* Task instructions:
Rescale the stretch from the line containing "Where can you see the white glove" through the last line below, both ends included, and output only those lines, requests included. Multiply every point coordinate in the answers by 1.8 and round each result to a whole number, rounding halves up.

* Materials provided:

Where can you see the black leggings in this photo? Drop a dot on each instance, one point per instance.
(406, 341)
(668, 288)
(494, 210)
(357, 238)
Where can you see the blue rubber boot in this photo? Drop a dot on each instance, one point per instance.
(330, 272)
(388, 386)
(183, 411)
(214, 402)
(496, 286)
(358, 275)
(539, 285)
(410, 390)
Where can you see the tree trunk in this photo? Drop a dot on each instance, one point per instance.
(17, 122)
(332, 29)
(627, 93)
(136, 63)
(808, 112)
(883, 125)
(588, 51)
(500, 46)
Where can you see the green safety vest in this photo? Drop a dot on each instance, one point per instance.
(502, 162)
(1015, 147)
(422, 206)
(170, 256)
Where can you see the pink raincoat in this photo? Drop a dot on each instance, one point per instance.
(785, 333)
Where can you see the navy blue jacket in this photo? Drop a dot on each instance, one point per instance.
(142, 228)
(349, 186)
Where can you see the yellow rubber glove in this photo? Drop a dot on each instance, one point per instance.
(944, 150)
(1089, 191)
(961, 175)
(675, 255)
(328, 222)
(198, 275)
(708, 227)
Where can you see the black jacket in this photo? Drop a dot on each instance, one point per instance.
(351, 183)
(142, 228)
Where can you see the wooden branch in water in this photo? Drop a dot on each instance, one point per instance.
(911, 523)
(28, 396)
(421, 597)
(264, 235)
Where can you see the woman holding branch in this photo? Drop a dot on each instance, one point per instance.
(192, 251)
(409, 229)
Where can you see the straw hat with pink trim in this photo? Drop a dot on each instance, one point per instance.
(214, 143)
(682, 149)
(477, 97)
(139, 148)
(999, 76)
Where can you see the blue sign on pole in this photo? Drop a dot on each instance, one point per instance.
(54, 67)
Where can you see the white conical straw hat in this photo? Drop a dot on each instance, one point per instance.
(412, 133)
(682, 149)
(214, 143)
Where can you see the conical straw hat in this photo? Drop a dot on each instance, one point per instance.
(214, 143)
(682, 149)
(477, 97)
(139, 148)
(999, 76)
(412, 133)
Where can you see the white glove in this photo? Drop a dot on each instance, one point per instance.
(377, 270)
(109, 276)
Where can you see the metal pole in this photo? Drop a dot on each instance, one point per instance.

* Result:
Where can you see the white glove in this photo? Drop a dot on each instance, one point per instance.
(679, 486)
(196, 497)
Where can you see the metal pole in this photo? Drop a dot on each instance, one point per instance.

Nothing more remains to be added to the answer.